> _Task details_:
Answer these questions from the article on the WHO and UNHCR agreement:
(a) In what year was the earlier agreement that the new one updates and expands?
(b) On what date was the COVID-19 Solidarity Response Fund launched?
(c) How large a contribution from the Solidarity Response Fund will support UNHCR's work?

Excerpted text: Begin

GENEVA, Switzerland — The World Health Organization (WHO) and UNHCR, the UN Refugee Agency signed a new agreement to strengthen and advance public health services for the millions of forcibly displaced people around the world.
The agreement updates and expands an existing 1997 agreement between the two organizations. A key aim this year will be to support ongoing efforts to protect some 70 million forcibly displaced people from COVID-19. Around 26 million of these are refugees, 80 per cent of whom are sheltered in low and middle-income countries with weak health systems. Another 40 million internally displaced people also require assistance.
For more than 20 years, UNHCR and WHO have worked together worldwide to safeguard the health of some of the world’s most vulnerable populations. They have collaborated to provide health services to refugees in every region – from the onset of an emergency and through protracted situations, consistently advocating for the inclusion of refugees and stateless people in the national public health plans of host countries.
The two organizations are working side by side to curb the spread of the COVID-19 pandemic and ensure that forcibly displaced people can access the health services they need, to keep safe from COVID-19 and other health challenges.
“UNHCR’s long-term partnership with WHO is critical to curb the coronavirus pandemic and other emergencies – day in, day out, it is improving and saving lives of millions of people forced to flee their homes,” said UN High Commissioner for Refugees, Filippo Grandi. “Our strengthened partnership will directly benefit refugees, asylum seekers, internally displaced people, and those who are stateless. It leads to better emergency response and will make the best use of the resources of both our two organizations for public health solutions across all our operations globally.”
“The principle of solidarity and the goal of serving vulnerable people underpin the work of both our organizations,” said Dr Tedros Adhanom Ghebreyesus, WHO director-general. “We stand side by side in our commitment to protect the health of all people who have been forced to leave their homes and to ensure that they can obtain health services when and where they need them. The ongoing pandemic only highlights the vital importance of working together so we can achieve more.”
During Thursday’s signing UNHCR also joined the COVID-19 Solidarity Response Fund. The Fund was launched on March 13 and has so far raised $214 million to date. The Fund, first-of-its-kind, allows individuals, companies, and organizations all over the world to directly contribute to the global response being led by WHO to help countries prevent, detect and respond to COVID-19.
A $10 million contribution from the Solidarity Response Fund will support UNHCR’s work on urgent needs such as risk communication and community engagement around hygiene practices; provision of hygiene and medical supplies and the establishment of isolation units in countries such as Jordan, Kenya, Lebanon, South Sudan and Uganda.The funds will also support innovative global preparedness activities.
“By joining forces with the Solidarity Response Fund, UNHCR can work together on the ground with WHO to better ensure that the preparedness, prevention and public health response measures to COVID-19 are in place and that much-needed aid can reach refugees, displaced people and their host communities,” said Grandi.

Excerpted text: End
Extracted records: Begin

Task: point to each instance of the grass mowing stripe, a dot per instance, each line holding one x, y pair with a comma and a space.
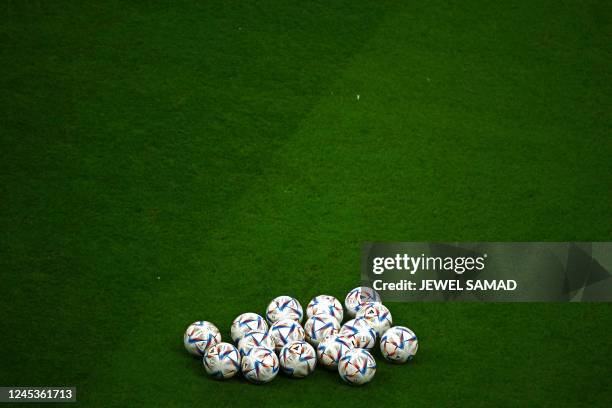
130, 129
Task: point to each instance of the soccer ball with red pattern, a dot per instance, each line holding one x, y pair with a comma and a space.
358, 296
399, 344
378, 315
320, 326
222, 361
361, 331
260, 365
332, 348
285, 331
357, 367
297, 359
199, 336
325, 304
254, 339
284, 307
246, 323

Extracted records: End
Extracted records: Begin

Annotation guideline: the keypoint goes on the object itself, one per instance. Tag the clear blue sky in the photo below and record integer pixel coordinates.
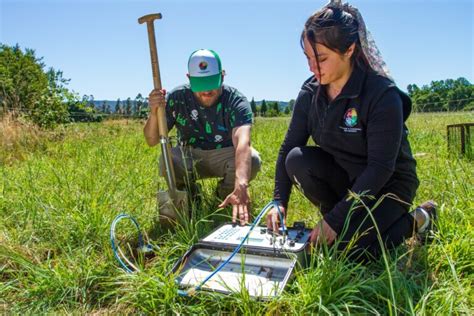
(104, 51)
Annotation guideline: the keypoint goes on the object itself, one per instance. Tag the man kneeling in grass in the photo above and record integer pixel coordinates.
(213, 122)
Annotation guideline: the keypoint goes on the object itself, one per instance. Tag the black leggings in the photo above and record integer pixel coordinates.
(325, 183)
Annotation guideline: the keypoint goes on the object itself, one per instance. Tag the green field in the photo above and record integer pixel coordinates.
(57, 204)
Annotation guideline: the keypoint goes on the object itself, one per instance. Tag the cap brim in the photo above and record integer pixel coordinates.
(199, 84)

Extracted records: End
Extracted records: Begin

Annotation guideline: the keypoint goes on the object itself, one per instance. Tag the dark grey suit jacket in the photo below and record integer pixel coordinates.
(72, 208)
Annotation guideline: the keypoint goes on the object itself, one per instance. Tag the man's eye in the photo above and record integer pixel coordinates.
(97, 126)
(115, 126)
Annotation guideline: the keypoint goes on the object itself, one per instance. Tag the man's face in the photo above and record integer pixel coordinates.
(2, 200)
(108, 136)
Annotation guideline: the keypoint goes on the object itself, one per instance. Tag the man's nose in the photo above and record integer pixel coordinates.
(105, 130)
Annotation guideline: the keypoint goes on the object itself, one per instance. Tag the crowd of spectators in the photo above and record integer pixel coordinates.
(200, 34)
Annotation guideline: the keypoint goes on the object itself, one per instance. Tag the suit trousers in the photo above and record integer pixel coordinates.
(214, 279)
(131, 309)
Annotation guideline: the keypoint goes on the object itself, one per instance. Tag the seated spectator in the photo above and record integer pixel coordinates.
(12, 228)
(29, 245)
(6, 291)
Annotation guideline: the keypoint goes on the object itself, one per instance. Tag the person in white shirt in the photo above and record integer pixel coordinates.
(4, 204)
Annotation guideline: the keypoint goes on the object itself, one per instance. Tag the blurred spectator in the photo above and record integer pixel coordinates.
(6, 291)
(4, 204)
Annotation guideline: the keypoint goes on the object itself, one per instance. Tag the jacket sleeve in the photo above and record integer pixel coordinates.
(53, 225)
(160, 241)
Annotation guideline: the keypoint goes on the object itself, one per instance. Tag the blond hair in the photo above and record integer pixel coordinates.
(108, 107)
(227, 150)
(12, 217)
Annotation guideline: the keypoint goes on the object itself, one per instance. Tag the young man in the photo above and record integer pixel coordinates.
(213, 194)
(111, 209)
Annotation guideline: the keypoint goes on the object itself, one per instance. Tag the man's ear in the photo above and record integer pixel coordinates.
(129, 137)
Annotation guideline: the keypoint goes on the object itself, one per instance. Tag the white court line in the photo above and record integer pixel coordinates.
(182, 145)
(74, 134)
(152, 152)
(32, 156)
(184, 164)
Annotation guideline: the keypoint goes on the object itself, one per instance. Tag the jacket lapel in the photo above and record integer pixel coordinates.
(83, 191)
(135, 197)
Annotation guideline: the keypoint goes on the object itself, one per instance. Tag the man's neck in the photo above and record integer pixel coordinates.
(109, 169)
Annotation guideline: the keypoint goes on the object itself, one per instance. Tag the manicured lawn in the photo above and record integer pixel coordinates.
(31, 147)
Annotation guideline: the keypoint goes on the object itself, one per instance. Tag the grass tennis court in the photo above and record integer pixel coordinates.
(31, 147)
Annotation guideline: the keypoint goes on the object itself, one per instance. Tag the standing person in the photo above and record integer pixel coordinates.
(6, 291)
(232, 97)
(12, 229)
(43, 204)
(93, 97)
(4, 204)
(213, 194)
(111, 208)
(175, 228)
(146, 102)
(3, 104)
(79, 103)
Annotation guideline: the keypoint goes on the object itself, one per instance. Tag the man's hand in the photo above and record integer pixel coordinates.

Extracted records: End

> _Problem solution_:
(a) 1997
(b) March 13
(c) $10 million